§ **Work task**
Continue the piece below on Florida's prescription drug database, picking up after its final sentence, "Kentucky's example offers some insight."

§ **Passage**

Prescription for effectiveness
Cindy Harney of Sarasota visits the gravesite of her son, Garrett, who died of a prescription drug overdose in 2006. He was 20 years old. Cindy Harney was instrumental in pushing the Legislature to create a prescription drug database.
Recently, we called upon the governor and Legislature to approve new funding for Florida's prescription drug database, by which the medical community and law enforcement can monitor the sale of powerful painkillers and other controlled substances.
Last week we learned that funding -- though vital -- is not enough: Florida's year-old database program needs teeth.
An investigative report by the Tampa Bay Times, published Sunday, revealed that only 8 percent of Florida physicians have ever checked the database before prescribing the painkiller oxycodone and other powerful -- and too often deadly -- drugs.
Pharmacists who fill those prescriptions are even less likely to check the database, the Times reported.
"Who would be opposed to this?" Cindy Harney of Sarasota asked a Times reporter. Harney, whose 20-year-old son Garrett died of a prescription drug overdose in 2006, went to Tallahassee to fight for creation of the drug database.
"Who would ever be opposed to saving a life?"
The reason for the failure of most of doctors and pharmacists appears to be simple: Nothing in the law requires them to check.
The law governing the database has only one requirement: Dispensers of the drugs, usually pharmacists, must enter the prescription's details into the state's online program within seven days.
Amend the law
We would like to think that physicians and pharmacists entrusted with caring for the sick would voluntarily take the time -- estimated at a minute or less -- to check a database designed to prevent drug abuse and deaths from overdose. After all, prescription drug abuse kills an average of more than six people a day in Florida.
Obviously, such concern must be mandated. We urge the Legislature to amend the database law to require doctors and pharmacists to consult the database before writing or filling prescriptions for the specified controlled substances.
Given the lack of participation in the program, it's amazing that Florida has begun to stem the tide of prescription drug abuse.
Two years ago, lack of a prescription drug database in Florida and other lax laws encouraged the growth of illicit pain clinics. Drug dealers and abusers swarmed into the state to make high-volume purchases.
Florida became known as America's "pill mill capital."
Creation of the database and other steps taken by Florida in the past year to regulate pain clinics are finally helping to clean up the state's image.
In January, the federal Drug Enforcement Administration announced that:
• Sales of oxycodone, one of the most abused prescription drugs, fell 20 percent from 2010 to 2011.
• Florida doctors bought 97 percent less oxycodone last year than in 2010.
• In 2010, 90 of the top oxycodone-buying physicians were in Florida. Last year, that number dropped to 13.
Just imagine how successful Florida's efforts would be if more than one doctor in 12 were using the database.
Kentucky's example offers some insight.

§ **Available data**
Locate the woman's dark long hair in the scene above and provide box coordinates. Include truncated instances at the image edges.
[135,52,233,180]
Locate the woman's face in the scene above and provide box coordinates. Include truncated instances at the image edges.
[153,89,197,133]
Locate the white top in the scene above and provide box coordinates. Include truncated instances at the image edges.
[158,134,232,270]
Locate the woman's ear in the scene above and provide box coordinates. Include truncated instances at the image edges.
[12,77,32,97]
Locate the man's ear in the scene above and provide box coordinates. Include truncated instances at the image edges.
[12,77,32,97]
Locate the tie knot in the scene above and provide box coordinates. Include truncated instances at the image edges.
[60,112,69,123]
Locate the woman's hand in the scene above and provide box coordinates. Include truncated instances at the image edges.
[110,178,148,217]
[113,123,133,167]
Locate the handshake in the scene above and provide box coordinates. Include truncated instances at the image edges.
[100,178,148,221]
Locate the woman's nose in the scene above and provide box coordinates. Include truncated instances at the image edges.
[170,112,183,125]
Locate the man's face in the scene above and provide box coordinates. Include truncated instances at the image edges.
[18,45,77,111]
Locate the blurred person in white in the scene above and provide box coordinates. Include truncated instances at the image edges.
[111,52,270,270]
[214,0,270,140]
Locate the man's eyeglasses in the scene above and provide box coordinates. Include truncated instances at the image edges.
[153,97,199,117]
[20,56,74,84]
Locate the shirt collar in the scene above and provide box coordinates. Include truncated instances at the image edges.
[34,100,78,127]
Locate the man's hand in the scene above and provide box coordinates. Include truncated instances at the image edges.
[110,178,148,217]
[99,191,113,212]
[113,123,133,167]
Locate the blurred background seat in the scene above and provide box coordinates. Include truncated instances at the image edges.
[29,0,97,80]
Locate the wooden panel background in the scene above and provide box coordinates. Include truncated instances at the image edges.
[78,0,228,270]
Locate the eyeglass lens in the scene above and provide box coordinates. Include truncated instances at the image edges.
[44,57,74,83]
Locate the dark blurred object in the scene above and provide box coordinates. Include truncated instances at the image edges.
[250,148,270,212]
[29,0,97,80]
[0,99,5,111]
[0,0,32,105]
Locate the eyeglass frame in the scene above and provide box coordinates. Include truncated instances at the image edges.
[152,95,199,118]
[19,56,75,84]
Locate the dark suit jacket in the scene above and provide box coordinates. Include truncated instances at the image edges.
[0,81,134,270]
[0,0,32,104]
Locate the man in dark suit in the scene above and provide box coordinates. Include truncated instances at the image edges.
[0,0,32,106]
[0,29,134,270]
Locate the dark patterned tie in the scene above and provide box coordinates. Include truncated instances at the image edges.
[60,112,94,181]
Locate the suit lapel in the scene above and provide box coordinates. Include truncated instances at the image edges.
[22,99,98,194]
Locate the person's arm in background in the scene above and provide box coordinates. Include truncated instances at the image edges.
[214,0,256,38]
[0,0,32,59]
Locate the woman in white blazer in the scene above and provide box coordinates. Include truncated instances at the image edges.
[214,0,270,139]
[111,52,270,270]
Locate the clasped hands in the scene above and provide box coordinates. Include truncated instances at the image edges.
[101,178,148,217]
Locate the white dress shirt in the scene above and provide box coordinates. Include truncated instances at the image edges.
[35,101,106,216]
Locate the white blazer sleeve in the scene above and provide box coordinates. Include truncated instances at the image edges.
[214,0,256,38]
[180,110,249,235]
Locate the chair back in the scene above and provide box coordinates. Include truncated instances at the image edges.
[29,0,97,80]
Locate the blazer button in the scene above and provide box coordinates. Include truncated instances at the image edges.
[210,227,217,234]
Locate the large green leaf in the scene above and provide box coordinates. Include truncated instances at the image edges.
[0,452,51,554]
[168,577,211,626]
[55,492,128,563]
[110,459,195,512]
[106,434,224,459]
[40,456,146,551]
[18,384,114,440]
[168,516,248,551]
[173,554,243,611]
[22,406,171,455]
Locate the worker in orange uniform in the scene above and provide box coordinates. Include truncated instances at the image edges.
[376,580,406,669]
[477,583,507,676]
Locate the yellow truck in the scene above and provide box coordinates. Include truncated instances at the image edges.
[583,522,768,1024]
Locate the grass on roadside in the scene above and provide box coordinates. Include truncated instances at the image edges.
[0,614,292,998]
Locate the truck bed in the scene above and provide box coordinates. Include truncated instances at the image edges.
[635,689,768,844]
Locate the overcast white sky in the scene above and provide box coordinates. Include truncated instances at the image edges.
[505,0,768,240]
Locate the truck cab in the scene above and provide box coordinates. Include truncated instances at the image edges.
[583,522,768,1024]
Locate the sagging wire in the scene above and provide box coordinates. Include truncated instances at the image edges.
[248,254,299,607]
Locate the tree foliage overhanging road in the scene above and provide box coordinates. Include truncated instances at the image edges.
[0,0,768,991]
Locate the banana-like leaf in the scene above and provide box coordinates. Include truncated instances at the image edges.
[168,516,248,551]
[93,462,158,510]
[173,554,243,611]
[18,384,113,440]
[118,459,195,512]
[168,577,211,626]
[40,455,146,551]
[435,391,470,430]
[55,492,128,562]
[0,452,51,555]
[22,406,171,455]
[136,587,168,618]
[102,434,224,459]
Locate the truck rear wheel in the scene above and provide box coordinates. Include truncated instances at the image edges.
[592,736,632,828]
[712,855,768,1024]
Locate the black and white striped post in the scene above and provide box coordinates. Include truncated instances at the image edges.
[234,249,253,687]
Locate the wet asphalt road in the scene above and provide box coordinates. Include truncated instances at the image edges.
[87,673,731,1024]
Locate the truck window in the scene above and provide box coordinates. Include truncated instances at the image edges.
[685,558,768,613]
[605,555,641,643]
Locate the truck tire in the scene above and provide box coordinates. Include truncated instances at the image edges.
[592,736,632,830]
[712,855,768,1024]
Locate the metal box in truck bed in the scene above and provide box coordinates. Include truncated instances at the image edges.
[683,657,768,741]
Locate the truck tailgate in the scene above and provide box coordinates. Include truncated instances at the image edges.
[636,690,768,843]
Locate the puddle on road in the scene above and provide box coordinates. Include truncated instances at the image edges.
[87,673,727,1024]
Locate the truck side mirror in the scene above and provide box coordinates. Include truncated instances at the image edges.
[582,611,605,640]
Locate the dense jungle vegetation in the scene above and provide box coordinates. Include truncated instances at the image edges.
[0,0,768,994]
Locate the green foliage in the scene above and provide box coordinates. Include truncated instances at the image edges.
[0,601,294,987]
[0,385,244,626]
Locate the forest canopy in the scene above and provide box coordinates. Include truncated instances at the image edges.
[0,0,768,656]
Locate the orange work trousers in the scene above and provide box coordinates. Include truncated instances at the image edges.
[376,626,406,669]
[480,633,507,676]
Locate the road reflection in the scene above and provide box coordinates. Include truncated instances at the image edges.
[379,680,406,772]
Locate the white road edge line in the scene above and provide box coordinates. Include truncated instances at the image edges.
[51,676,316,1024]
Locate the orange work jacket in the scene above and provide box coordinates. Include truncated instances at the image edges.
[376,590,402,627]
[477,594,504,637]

§ **Written response**
After years of voluntary use of Kentucky's prescription drug database, the Times reported, "just one in five prescribers were using the system." The system processed about 2,900 requests a week.
Last year, Kentucky mandated participation. Now the system gets 95,000 weekly inquiries.
Every state except Missouri has a drug database or laws requiring the creation of one. Twelve states have approved mandates.
Florida should be the next.
But first, the Legislature needs to ensure the future of Florida's drug database.
Unreasonable restrictions on the funding of the database -- denying not only state dollars but contributions from pharmaceutical companies -- were written into the legislation to appease Gov. Rick Scott and others who initially opposed the bill. Financial support was limited to grants and donations.
Those limited funds are on the verge of drying up. The state officials who operate the database have only enough money to last through next June.
Ideally, the Legislature would provide annual funding for this critical program,which costs about $500,000 a year. At a minimum, it should remove the restriction on funding by drug companies.
Purdue Pharma, the maker of the OxyContin brand of oxycodone, has offered to contribute $1 million toward funding the Florida database. That money alone would fund the database two years.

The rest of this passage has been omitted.